-- START OF Input data --

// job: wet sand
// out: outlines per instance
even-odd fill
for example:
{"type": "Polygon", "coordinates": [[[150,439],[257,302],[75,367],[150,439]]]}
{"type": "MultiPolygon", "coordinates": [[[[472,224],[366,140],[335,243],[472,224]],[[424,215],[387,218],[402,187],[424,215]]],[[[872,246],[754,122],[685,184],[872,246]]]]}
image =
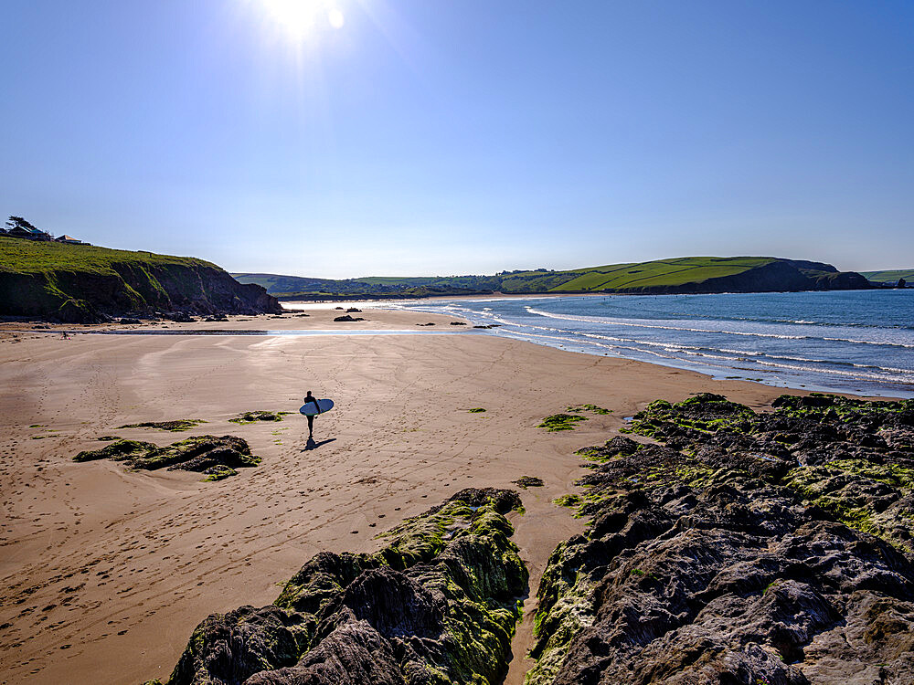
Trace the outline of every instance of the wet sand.
{"type": "Polygon", "coordinates": [[[556,543],[582,530],[551,503],[583,473],[574,450],[612,437],[658,397],[707,391],[760,406],[784,392],[452,334],[462,327],[432,314],[366,310],[353,316],[367,321],[335,323],[338,311],[312,313],[155,328],[412,330],[434,321],[442,334],[62,340],[0,326],[0,683],[165,680],[207,615],[272,602],[315,553],[374,551],[377,533],[462,488],[513,488],[529,475],[546,485],[521,490],[526,512],[513,519],[531,572],[507,680],[520,683],[539,574],[556,543]],[[315,421],[316,448],[305,448],[298,414],[228,421],[255,409],[296,412],[306,390],[336,402],[315,421]],[[613,413],[566,433],[537,427],[582,403],[613,413]],[[474,406],[486,411],[467,412],[474,406]],[[178,418],[207,423],[183,433],[117,429],[178,418]],[[99,436],[165,445],[203,434],[241,437],[262,463],[205,483],[197,473],[71,461],[104,445],[99,436]]]}

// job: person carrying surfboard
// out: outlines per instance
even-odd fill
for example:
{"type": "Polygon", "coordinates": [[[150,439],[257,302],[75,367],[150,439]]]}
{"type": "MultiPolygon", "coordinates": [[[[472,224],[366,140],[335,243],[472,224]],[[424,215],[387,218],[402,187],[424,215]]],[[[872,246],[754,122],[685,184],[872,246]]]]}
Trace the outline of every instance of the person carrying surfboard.
{"type": "MultiPolygon", "coordinates": [[[[317,413],[321,413],[321,406],[317,404],[317,398],[308,391],[308,394],[304,396],[304,404],[307,405],[309,402],[314,405],[314,408],[317,409],[317,413]]],[[[308,417],[308,437],[314,437],[314,414],[306,415],[308,417]]]]}

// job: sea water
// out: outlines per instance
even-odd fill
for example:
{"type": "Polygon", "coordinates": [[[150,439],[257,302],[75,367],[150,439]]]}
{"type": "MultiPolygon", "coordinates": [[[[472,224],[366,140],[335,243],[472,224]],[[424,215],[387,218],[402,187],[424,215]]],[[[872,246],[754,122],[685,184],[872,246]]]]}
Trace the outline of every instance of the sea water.
{"type": "Polygon", "coordinates": [[[914,290],[423,300],[565,350],[781,387],[914,397],[914,290]]]}

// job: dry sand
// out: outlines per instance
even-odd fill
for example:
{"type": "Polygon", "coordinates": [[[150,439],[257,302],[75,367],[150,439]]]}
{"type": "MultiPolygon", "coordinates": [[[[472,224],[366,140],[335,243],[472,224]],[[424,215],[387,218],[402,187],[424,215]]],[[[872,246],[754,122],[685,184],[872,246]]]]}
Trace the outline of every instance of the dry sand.
{"type": "MultiPolygon", "coordinates": [[[[535,595],[549,553],[582,527],[551,503],[583,472],[575,449],[615,435],[658,397],[712,391],[760,406],[781,392],[474,334],[431,314],[367,310],[367,321],[334,323],[339,311],[312,313],[165,328],[411,331],[435,321],[421,330],[445,334],[62,340],[0,326],[0,682],[165,679],[207,615],[271,603],[315,553],[373,551],[377,533],[460,489],[511,488],[524,475],[546,482],[521,491],[526,513],[514,516],[535,595]],[[295,411],[309,389],[336,402],[315,421],[316,449],[304,448],[297,414],[228,422],[253,409],[295,411]],[[537,427],[580,403],[613,413],[573,432],[537,427]],[[467,412],[474,406],[486,411],[467,412]],[[117,429],[177,418],[207,423],[117,429]],[[103,445],[99,436],[164,445],[207,433],[244,437],[262,463],[205,483],[71,461],[103,445]]],[[[516,655],[529,646],[535,601],[525,608],[516,655]]],[[[515,659],[508,682],[525,670],[515,659]]]]}

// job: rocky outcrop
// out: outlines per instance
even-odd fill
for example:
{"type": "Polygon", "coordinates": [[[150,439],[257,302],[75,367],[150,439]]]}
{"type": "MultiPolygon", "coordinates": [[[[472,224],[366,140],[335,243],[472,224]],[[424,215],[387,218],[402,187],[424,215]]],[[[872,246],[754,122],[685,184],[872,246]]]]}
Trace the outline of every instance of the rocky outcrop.
{"type": "Polygon", "coordinates": [[[501,682],[527,581],[505,518],[519,507],[466,490],[375,554],[317,554],[273,606],[201,623],[168,685],[501,682]]]}
{"type": "Polygon", "coordinates": [[[632,431],[665,444],[581,452],[530,685],[914,681],[914,403],[702,395],[632,431]]]}
{"type": "Polygon", "coordinates": [[[101,449],[80,452],[74,461],[113,459],[129,469],[153,471],[197,471],[205,480],[221,480],[238,475],[236,469],[257,466],[260,458],[250,453],[246,440],[235,436],[195,436],[160,448],[151,442],[115,440],[101,449]]]}

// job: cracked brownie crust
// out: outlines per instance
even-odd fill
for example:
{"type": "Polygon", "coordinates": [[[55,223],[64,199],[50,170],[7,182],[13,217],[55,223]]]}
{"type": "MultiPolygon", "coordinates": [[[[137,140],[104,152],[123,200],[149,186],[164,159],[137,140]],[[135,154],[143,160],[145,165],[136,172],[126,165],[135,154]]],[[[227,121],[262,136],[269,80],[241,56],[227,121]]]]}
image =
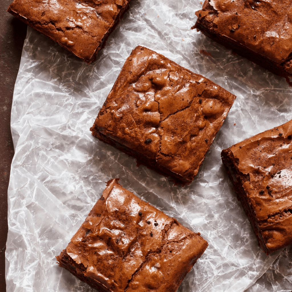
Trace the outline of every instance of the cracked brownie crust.
{"type": "Polygon", "coordinates": [[[201,75],[138,46],[90,130],[154,170],[189,182],[235,98],[201,75]]]}
{"type": "Polygon", "coordinates": [[[129,2],[14,0],[7,11],[90,63],[129,2]]]}
{"type": "Polygon", "coordinates": [[[268,254],[292,243],[292,120],[223,150],[234,190],[268,254]]]}
{"type": "Polygon", "coordinates": [[[291,76],[291,1],[206,0],[196,15],[192,29],[273,73],[291,76]]]}
{"type": "Polygon", "coordinates": [[[110,181],[59,265],[102,292],[175,292],[208,244],[110,181]]]}

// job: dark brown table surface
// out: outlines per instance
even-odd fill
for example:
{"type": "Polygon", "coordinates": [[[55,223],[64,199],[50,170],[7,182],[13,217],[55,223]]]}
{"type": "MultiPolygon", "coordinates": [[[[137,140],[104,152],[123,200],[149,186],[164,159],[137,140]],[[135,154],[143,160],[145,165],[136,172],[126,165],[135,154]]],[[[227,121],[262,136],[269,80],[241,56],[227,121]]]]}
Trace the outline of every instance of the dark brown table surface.
{"type": "MultiPolygon", "coordinates": [[[[5,250],[8,226],[7,190],[14,154],[10,130],[10,115],[14,84],[17,75],[26,25],[6,10],[13,0],[0,2],[0,292],[6,292],[5,250]]],[[[292,292],[292,291],[291,291],[292,292]]]]}
{"type": "Polygon", "coordinates": [[[10,112],[27,26],[6,12],[12,0],[0,2],[0,292],[6,291],[5,250],[7,224],[7,191],[14,150],[10,131],[10,112]]]}

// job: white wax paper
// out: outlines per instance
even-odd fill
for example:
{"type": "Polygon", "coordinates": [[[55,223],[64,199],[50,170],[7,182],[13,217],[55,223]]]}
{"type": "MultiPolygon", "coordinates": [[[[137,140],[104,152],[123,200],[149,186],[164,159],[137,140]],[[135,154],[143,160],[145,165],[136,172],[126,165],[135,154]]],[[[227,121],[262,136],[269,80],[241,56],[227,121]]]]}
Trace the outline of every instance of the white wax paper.
{"type": "Polygon", "coordinates": [[[291,90],[284,79],[191,30],[201,7],[198,0],[133,0],[90,65],[29,28],[11,113],[15,154],[8,192],[8,292],[94,291],[59,267],[55,256],[84,222],[104,182],[115,177],[200,232],[209,243],[180,292],[243,291],[279,255],[270,273],[277,270],[284,275],[278,278],[282,290],[266,279],[249,289],[289,291],[285,281],[291,279],[290,250],[283,256],[281,251],[268,256],[261,251],[232,191],[220,153],[292,118],[291,90]],[[125,60],[139,45],[237,97],[197,175],[183,187],[145,167],[137,167],[133,158],[94,138],[89,130],[125,60]],[[277,270],[283,263],[290,274],[277,270]]]}

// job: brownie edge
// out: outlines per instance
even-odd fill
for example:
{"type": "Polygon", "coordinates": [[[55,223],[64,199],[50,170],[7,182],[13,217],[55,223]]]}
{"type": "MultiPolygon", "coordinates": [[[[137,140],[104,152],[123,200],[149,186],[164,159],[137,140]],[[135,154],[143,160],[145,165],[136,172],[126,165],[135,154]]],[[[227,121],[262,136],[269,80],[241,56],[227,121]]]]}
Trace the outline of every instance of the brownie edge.
{"type": "Polygon", "coordinates": [[[130,0],[14,0],[7,11],[90,64],[130,0]]]}
{"type": "Polygon", "coordinates": [[[223,150],[222,162],[267,254],[292,244],[292,120],[223,150]]]}
{"type": "Polygon", "coordinates": [[[291,17],[287,12],[292,11],[292,4],[279,0],[271,2],[272,9],[264,1],[206,0],[196,12],[197,18],[192,29],[285,77],[291,85],[292,26],[287,22],[291,17]],[[288,23],[284,35],[281,28],[288,23]]]}
{"type": "Polygon", "coordinates": [[[90,131],[139,163],[190,182],[236,97],[139,46],[126,60],[90,131]]]}
{"type": "Polygon", "coordinates": [[[118,180],[107,182],[58,263],[101,292],[175,292],[208,243],[118,180]]]}

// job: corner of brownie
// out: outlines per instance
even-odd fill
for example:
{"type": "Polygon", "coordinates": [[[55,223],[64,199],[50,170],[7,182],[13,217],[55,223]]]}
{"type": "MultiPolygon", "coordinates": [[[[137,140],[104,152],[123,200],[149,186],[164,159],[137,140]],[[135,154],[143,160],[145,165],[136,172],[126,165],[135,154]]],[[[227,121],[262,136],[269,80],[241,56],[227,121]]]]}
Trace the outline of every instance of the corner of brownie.
{"type": "Polygon", "coordinates": [[[292,120],[222,150],[222,161],[267,254],[292,244],[292,120]]]}
{"type": "Polygon", "coordinates": [[[7,11],[90,63],[130,0],[14,0],[7,11]]]}
{"type": "Polygon", "coordinates": [[[154,170],[189,182],[236,97],[138,46],[126,60],[90,130],[154,170]]]}
{"type": "Polygon", "coordinates": [[[56,257],[59,265],[102,292],[175,292],[208,243],[117,181],[56,257]]]}
{"type": "Polygon", "coordinates": [[[280,0],[206,0],[195,14],[197,19],[192,29],[291,83],[292,4],[280,0]]]}

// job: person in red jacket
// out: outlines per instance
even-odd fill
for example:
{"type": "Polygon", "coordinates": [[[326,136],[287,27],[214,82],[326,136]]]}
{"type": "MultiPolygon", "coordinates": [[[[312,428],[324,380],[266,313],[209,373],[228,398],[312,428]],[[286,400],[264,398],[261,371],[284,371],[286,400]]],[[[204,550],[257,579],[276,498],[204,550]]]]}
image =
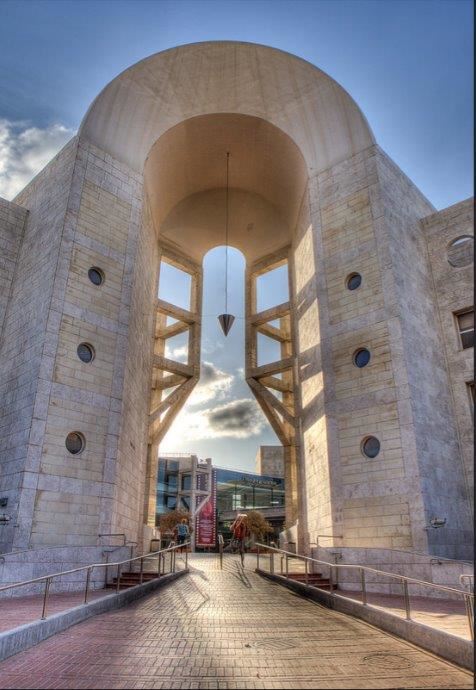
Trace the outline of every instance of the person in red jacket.
{"type": "Polygon", "coordinates": [[[248,525],[247,525],[247,515],[246,513],[238,513],[236,518],[231,524],[231,533],[233,534],[233,539],[238,542],[239,552],[241,557],[241,565],[245,565],[245,539],[249,535],[248,525]]]}

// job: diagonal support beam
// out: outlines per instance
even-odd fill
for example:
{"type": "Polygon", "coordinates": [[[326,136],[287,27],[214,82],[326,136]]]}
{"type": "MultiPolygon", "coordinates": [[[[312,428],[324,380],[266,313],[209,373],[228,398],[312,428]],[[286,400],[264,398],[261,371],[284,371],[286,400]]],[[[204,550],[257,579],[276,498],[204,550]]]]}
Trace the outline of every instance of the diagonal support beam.
{"type": "Polygon", "coordinates": [[[293,358],[286,357],[285,359],[280,359],[277,362],[270,362],[269,364],[263,364],[260,367],[254,367],[249,371],[250,378],[262,379],[264,376],[272,376],[273,374],[280,374],[283,371],[293,368],[293,358]]]}
{"type": "Polygon", "coordinates": [[[157,379],[155,384],[152,386],[152,390],[164,391],[167,390],[167,388],[174,388],[175,386],[184,383],[186,380],[187,379],[184,376],[180,376],[180,374],[170,374],[170,376],[163,376],[162,378],[157,379]]]}
{"type": "Polygon", "coordinates": [[[260,383],[266,388],[272,388],[280,393],[292,393],[293,386],[291,381],[283,381],[282,379],[276,378],[276,376],[264,376],[259,379],[260,383]]]}
{"type": "MultiPolygon", "coordinates": [[[[186,381],[182,386],[180,386],[181,395],[178,396],[177,399],[175,400],[175,402],[169,407],[168,411],[165,414],[165,418],[161,419],[160,421],[158,419],[156,419],[155,422],[152,422],[150,424],[150,426],[149,426],[149,429],[150,429],[149,442],[150,443],[159,444],[161,442],[161,440],[163,439],[163,437],[165,436],[167,431],[172,426],[172,422],[174,421],[175,417],[178,415],[178,413],[182,409],[182,406],[185,403],[185,400],[188,398],[188,396],[192,392],[193,388],[195,387],[197,380],[198,379],[195,377],[191,378],[188,381],[186,381]],[[157,430],[155,430],[154,425],[157,423],[159,423],[159,427],[157,430]]],[[[164,402],[167,402],[167,400],[164,400],[164,402]]]]}
{"type": "Polygon", "coordinates": [[[166,302],[164,299],[157,300],[157,309],[159,309],[162,314],[171,316],[173,319],[178,319],[189,325],[200,320],[200,316],[197,313],[189,311],[188,309],[182,309],[182,307],[177,307],[175,304],[166,302]]]}
{"type": "Polygon", "coordinates": [[[259,381],[256,381],[255,379],[246,379],[249,387],[252,389],[252,391],[255,393],[256,397],[260,396],[263,398],[263,400],[278,414],[281,415],[283,419],[286,420],[288,424],[291,424],[292,426],[295,425],[296,420],[294,419],[294,415],[292,412],[289,411],[289,409],[286,407],[286,405],[283,405],[283,403],[277,399],[275,395],[270,393],[270,391],[265,388],[259,381]]]}
{"type": "MultiPolygon", "coordinates": [[[[192,379],[189,379],[189,381],[191,380],[192,379]]],[[[188,395],[187,390],[185,389],[187,383],[188,381],[182,383],[182,385],[179,386],[177,390],[173,391],[170,395],[168,395],[164,400],[162,400],[162,402],[160,402],[157,405],[157,407],[149,415],[150,422],[155,422],[155,420],[159,419],[162,413],[165,412],[167,408],[174,405],[177,401],[182,400],[184,395],[188,395]]]]}
{"type": "Polygon", "coordinates": [[[193,367],[191,367],[189,364],[176,362],[175,360],[168,359],[167,357],[163,357],[162,355],[154,355],[153,366],[159,367],[159,369],[168,371],[171,374],[178,374],[179,376],[183,376],[187,379],[193,376],[194,373],[193,367]]]}
{"type": "Polygon", "coordinates": [[[283,302],[282,304],[278,304],[276,307],[271,307],[271,309],[265,309],[264,311],[259,311],[257,314],[251,314],[250,320],[253,326],[259,326],[262,323],[276,321],[276,319],[286,316],[289,314],[289,310],[289,302],[283,302]]]}
{"type": "Polygon", "coordinates": [[[269,323],[262,323],[257,326],[256,330],[262,335],[266,335],[268,338],[277,340],[280,343],[291,342],[291,333],[284,330],[283,328],[276,328],[276,326],[271,326],[269,323]]]}
{"type": "Polygon", "coordinates": [[[190,324],[184,323],[183,321],[177,321],[176,323],[171,323],[170,326],[166,326],[164,329],[158,331],[158,333],[155,334],[155,337],[164,338],[164,340],[167,340],[167,338],[173,338],[175,335],[185,333],[185,331],[188,331],[189,328],[190,324]]]}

-- END OF Input data --

### Exercise task
Please list every line of the listing above that contains the string "white", treating uppercase and lowercase as different.

### Expected output
// job: white wax paper
Trace the outline of every instance of the white wax paper.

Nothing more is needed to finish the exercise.